[Extracted entries]
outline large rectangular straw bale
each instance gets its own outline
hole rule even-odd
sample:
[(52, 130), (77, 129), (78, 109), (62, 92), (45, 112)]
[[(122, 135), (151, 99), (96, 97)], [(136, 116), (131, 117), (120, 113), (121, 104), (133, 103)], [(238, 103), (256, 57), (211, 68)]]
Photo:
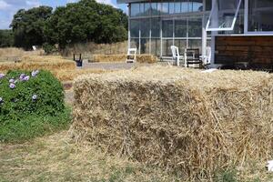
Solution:
[(207, 177), (273, 155), (273, 76), (166, 66), (81, 76), (75, 82), (76, 141)]
[[(94, 62), (125, 62), (126, 55), (94, 55), (92, 61)], [(153, 55), (136, 55), (137, 63), (157, 63), (157, 57)]]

PROMPT: Reproduce every line of the entries above, requests included, but offset each polygon vertex coordinate in the answers by adding 136 to it. Leave the pictures out of your reply.

EXPECTED ANSWER:
outline large rectangular straw bale
each instance gets its own outline
hole rule even-odd
sample:
[(52, 130), (77, 129), (78, 109), (62, 92), (45, 112)]
[[(122, 135), (151, 99), (96, 97)], [(136, 116), (131, 117), (120, 113), (121, 104), (133, 103)], [(238, 103), (256, 57), (211, 68)]]
Photo:
Solution:
[(343, 313), (409, 291), (409, 212), (302, 202), (217, 212), (211, 218), (212, 277)]
[[(230, 198), (261, 198), (262, 191), (230, 191), (228, 197)], [(289, 191), (272, 191), (273, 199), (293, 199), (293, 193)]]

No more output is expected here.